* **Set problem**:
Rescale the records from the line containing "Question: In the picture above, for every instance of the cave" through the line containing "[(267, 162)]", and reproduce every line in that range unchanged except for the answers. In the answers, multiply each point coordinate by 2.2 and round it to a whole number, with halves rounded up.

─── Provided information ───

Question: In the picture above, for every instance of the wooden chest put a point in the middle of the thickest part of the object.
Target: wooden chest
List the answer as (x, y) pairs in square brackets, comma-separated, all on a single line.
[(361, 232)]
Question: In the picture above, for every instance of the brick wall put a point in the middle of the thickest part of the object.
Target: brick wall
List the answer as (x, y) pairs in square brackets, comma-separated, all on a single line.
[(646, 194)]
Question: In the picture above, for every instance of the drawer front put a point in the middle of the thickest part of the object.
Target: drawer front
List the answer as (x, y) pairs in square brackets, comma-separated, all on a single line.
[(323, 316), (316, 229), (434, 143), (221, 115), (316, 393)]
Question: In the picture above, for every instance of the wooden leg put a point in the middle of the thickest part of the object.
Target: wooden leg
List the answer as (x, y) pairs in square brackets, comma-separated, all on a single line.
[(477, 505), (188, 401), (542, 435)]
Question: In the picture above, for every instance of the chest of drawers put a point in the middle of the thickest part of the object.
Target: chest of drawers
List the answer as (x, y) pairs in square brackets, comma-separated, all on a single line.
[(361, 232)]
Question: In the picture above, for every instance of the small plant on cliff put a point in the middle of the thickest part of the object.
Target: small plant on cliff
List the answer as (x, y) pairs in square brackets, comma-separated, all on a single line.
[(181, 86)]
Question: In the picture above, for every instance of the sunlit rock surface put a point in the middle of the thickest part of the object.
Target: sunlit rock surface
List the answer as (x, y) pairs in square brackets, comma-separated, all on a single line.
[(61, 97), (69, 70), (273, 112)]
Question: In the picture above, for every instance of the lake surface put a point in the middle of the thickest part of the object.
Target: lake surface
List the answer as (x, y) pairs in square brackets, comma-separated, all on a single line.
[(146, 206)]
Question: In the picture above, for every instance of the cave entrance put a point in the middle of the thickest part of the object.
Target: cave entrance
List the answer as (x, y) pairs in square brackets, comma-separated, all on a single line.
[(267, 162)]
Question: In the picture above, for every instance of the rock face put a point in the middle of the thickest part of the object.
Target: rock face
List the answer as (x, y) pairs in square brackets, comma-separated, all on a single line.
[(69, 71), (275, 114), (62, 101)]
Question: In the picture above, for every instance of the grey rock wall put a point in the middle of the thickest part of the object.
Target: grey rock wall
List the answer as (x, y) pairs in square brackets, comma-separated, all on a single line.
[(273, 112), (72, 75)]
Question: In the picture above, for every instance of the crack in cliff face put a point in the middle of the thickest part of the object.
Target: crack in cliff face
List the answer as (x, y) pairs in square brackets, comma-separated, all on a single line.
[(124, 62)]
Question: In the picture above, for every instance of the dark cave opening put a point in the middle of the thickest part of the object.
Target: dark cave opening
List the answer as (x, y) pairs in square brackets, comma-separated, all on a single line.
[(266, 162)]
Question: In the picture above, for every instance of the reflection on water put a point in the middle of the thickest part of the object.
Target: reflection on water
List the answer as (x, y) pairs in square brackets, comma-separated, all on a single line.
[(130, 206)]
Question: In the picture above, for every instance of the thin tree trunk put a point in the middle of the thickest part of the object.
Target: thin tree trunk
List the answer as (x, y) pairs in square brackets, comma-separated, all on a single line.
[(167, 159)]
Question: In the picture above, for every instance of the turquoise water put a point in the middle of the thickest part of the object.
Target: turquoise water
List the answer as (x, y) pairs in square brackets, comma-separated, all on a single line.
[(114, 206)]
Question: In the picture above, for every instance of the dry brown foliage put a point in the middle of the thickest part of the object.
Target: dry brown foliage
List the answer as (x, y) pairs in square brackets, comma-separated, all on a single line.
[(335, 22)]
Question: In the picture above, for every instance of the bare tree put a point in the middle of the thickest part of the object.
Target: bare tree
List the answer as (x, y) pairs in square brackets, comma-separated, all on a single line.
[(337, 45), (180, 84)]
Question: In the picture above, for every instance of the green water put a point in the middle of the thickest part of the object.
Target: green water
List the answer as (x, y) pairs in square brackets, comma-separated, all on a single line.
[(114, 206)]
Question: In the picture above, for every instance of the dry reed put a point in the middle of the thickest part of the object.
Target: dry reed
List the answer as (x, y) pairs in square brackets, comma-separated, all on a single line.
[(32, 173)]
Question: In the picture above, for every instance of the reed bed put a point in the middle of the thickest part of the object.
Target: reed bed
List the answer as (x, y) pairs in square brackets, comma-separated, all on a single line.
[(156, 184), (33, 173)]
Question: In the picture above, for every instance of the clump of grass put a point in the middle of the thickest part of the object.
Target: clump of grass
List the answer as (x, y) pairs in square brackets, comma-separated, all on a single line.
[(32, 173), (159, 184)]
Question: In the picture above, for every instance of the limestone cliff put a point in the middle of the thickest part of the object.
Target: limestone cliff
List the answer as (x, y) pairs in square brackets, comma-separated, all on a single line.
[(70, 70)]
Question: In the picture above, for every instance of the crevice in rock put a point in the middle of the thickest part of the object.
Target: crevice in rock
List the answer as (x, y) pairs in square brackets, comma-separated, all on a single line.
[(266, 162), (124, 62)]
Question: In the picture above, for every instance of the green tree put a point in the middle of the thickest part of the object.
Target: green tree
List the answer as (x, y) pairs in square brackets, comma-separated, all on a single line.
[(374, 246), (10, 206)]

───

* **Written solution**:
Question: In the picture above, for every instance of the cave entrance put a point in the middle of the thickest part of the object.
Target: cave entrance
List the answer as (x, y) pairs in square brackets, comma-separated, all on a single line.
[(587, 356)]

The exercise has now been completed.